Records excerpted from a collection
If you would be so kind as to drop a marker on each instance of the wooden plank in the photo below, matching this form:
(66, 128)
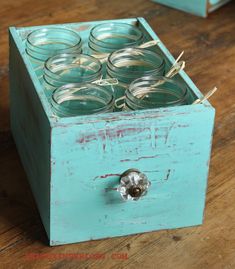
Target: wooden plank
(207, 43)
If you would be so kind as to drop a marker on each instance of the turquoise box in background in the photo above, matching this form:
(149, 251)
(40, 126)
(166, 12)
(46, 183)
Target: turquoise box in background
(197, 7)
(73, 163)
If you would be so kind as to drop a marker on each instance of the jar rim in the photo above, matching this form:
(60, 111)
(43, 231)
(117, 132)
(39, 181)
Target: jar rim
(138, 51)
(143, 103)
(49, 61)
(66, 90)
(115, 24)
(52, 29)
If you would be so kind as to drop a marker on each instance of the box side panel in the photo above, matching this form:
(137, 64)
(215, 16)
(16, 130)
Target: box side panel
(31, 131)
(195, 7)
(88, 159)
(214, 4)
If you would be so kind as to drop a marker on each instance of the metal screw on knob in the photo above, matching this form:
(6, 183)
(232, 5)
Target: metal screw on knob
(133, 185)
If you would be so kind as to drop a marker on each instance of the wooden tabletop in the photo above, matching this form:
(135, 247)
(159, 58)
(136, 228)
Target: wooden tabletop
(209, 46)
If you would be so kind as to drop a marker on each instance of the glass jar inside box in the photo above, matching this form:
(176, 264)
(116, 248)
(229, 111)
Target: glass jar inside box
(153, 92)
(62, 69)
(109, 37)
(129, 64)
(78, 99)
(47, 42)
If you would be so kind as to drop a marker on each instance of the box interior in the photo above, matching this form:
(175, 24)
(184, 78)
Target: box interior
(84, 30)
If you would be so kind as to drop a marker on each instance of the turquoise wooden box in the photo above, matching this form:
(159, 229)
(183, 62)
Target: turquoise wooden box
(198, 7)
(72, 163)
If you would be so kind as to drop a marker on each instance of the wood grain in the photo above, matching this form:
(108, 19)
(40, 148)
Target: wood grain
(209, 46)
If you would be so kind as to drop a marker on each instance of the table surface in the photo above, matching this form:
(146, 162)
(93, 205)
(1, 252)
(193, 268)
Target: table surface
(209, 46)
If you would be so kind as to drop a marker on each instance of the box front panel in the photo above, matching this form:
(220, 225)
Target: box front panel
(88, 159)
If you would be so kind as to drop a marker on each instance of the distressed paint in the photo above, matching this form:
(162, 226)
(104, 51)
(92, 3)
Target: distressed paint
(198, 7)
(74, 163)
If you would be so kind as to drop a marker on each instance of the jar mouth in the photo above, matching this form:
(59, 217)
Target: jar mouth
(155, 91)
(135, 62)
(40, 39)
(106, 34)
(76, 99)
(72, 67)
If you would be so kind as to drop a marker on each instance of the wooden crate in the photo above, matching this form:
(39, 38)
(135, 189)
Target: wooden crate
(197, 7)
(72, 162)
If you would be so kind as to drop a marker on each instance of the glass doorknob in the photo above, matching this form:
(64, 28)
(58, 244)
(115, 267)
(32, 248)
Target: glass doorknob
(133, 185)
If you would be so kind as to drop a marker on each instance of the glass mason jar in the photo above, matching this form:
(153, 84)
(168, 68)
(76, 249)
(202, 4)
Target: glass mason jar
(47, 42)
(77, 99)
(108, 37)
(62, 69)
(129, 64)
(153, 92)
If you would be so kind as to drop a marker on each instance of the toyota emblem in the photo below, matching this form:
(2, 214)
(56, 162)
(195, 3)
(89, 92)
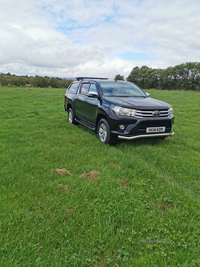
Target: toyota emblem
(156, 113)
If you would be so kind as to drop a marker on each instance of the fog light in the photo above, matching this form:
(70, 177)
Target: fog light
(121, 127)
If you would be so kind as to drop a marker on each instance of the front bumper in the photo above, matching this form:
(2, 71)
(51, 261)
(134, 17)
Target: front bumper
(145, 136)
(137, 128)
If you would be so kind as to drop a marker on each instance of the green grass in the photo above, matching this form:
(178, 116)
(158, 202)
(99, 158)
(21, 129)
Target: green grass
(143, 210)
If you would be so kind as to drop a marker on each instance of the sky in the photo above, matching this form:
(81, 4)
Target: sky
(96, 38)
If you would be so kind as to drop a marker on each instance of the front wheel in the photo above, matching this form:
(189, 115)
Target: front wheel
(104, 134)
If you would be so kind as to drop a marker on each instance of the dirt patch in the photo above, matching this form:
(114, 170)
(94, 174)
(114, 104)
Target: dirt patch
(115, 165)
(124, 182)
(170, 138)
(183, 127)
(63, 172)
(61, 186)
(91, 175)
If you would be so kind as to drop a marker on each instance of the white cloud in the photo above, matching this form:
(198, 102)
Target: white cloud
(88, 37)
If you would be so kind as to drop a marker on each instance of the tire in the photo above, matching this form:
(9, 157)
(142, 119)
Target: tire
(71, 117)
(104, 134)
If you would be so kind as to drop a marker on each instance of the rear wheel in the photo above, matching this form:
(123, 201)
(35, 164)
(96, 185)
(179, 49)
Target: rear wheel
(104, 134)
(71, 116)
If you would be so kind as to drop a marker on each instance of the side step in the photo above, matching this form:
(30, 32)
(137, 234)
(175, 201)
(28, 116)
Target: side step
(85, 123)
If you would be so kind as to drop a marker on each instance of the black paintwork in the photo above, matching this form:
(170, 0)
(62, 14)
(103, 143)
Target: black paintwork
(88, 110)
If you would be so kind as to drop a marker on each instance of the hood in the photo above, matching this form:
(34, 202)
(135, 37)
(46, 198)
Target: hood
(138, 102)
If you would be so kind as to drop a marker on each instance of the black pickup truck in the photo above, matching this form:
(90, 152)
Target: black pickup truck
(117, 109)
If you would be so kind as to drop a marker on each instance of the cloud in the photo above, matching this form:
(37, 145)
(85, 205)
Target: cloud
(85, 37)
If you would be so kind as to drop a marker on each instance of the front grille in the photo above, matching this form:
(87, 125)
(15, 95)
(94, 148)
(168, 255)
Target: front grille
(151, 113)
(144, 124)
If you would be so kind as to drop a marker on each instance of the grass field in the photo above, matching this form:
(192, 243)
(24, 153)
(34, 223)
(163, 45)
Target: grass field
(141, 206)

▶ [What the task asks]:
Print every entry above again, exactly as written. Leave the images out.

▶ [Task answer]:
If you would be so kind as to drop a marker on each instance of the wooden plank in the photo below, matching this form:
(66, 128)
Target: wooden plank
(207, 43)
If you would be so kind as to drop a marker on each instance of the turquoise box in background in the photo above, matching this form:
(149, 251)
(40, 126)
(166, 12)
(46, 183)
Target: turquoise box in background
(197, 7)
(73, 163)
If you would be so kind as to drop a marker on each instance of the jar rim in the photo above, matching this form:
(60, 111)
(43, 231)
(117, 132)
(39, 181)
Target: jar rim
(138, 51)
(143, 103)
(49, 61)
(66, 90)
(115, 24)
(52, 29)
If you would be so kind as to drop a marker on each instance of the box side panel in the photo above, matching this form:
(137, 64)
(215, 16)
(16, 130)
Target: box side panel
(31, 131)
(195, 7)
(88, 159)
(214, 4)
If you would be so kind as to drop a marker on each instance of the metal screw on knob in the photo above, matching this form:
(6, 183)
(232, 5)
Target: metal screw on knob
(133, 185)
If you would be so kind as to drop a marker on each instance of the wooden tabletop in the photo above, matching this form:
(135, 247)
(159, 58)
(136, 228)
Target: wooden tabletop
(209, 46)
If you would be so kind as to drop a marker on each instance of the glass jar inside box in the photo above, matching this form:
(176, 264)
(116, 248)
(229, 111)
Target: glass jar inside box
(153, 92)
(62, 69)
(109, 37)
(129, 64)
(78, 99)
(47, 42)
If you would be so kind as to drop a marker on each instance of the box interior in the photo above, matching this form:
(175, 24)
(184, 78)
Target: box interior
(84, 30)
If you would be so kind as to drop a marker on each instance of the turquoise wooden box in the photo above, matching this form:
(159, 229)
(183, 62)
Target: turquoise wooden box
(198, 7)
(72, 163)
If you would be so kind as to drop a marker on each instance of the wood grain in the photo above, matching this form:
(108, 19)
(40, 148)
Target: wood grain
(209, 46)
If you would be so kind as to drop a marker on each instance of the table surface in the photo above, matching this form:
(146, 162)
(93, 205)
(1, 252)
(193, 268)
Target: table surface
(209, 46)
If you would be so kind as to drop a marker on each instance of the box front panel in the photo above, matching this form:
(220, 225)
Target: box front panel
(88, 159)
If you would be so kind as to drop a marker on each instance of the distressed paint in the photo above, matching this form:
(162, 226)
(104, 51)
(92, 3)
Target: distressed paint
(198, 7)
(74, 163)
If you would be so kind as to drop a marker on each instance of the jar mouth in the photo above, matching this form:
(59, 217)
Target: jar mouth
(155, 91)
(135, 62)
(40, 39)
(106, 34)
(76, 99)
(72, 67)
If you would be so kind as to drop a marker on each instance of the wooden crate in the photo above, matching this form:
(39, 38)
(135, 189)
Target: wooden crate
(197, 7)
(72, 162)
If you would be so kind as to drop a marker on each instance of the glass doorknob in the photo above, matching this form:
(64, 28)
(58, 244)
(115, 267)
(32, 248)
Target: glass doorknob
(133, 185)
If you would be so kind as to drop a marker on each instance of the glass mason jar in the photo above, matching this form:
(153, 84)
(168, 68)
(76, 249)
(202, 4)
Target: glass mason jar
(47, 42)
(77, 99)
(108, 37)
(62, 69)
(129, 64)
(153, 92)
If you would be so kind as to drop a marker on each instance of the toyota emblem in the photo below, matching this form:
(2, 214)
(56, 162)
(195, 3)
(89, 92)
Target: toyota emblem
(156, 113)
If you would be so kind as to drop a marker on each instance of the fog light in the photo above, matching this form:
(70, 177)
Target: fog light
(121, 127)
If you would be so kind as to drop a marker on each instance of the front bumper in the photo above, matching this form:
(2, 71)
(51, 261)
(134, 17)
Target: front bumper
(145, 136)
(137, 128)
If you would be so kind as to drop a marker on each instance of the green grass in the photo above, matching this form:
(178, 116)
(158, 202)
(99, 158)
(21, 129)
Target: green grass
(143, 210)
If you would be so kind as to drop a marker on each instance of the sky in the photo above, matching this form:
(81, 4)
Target: sky
(96, 38)
If you would be so kind as to drop a marker on each instance of the front wheel in the photo above, matching this form:
(189, 115)
Target: front wheel
(104, 134)
If you would be so kind as to drop a marker on each instance of the dirt patch in the photo above, matching this form:
(114, 170)
(94, 174)
(114, 104)
Target: dirt patch
(115, 165)
(124, 182)
(170, 138)
(183, 127)
(63, 172)
(61, 186)
(91, 175)
If you would be so kind as to drop a marker on each instance of the white cloud in the photo above, matching this form:
(198, 102)
Target: white cloud
(88, 37)
If you would be so kind as to drop a marker on each instance of the tire in the photo above, matching this form:
(9, 157)
(142, 119)
Target: tire
(71, 117)
(104, 134)
If you would be so kind as to drop a marker on each instance of the rear wheel in the photo above, matching this form:
(123, 201)
(35, 164)
(96, 185)
(179, 49)
Target: rear wheel
(104, 134)
(71, 116)
If you would be so kind as to drop a marker on each instance of the side step in the photo above, matching this form:
(30, 32)
(137, 234)
(175, 201)
(28, 116)
Target: side step
(85, 123)
If you would be so kind as to drop a marker on each instance of the black paintwork in the photo above, matching this form:
(170, 0)
(62, 14)
(103, 143)
Target: black paintwork
(88, 110)
If you would be so kind as to drop a marker on each instance of the hood in the photo above, matching this form:
(34, 202)
(135, 37)
(46, 198)
Target: hood
(138, 102)
If you would be so kind as to drop a marker on each instance of the black pickup truck in the photo above, matching this form:
(90, 152)
Target: black pickup truck
(117, 109)
If you would be so kind as to drop a marker on each instance of the cloud in the photo above, matching this form:
(37, 145)
(85, 205)
Target: cloud
(85, 37)
If you would be so kind as to drop a marker on each instance of the front grille in the photo above, matching this form:
(87, 125)
(15, 95)
(94, 148)
(168, 255)
Target: front grille
(151, 113)
(144, 124)
If you would be so kind as to drop a marker on each instance of the grass field in the photo above, matching this form:
(192, 243)
(24, 153)
(34, 223)
(163, 45)
Target: grass field
(141, 206)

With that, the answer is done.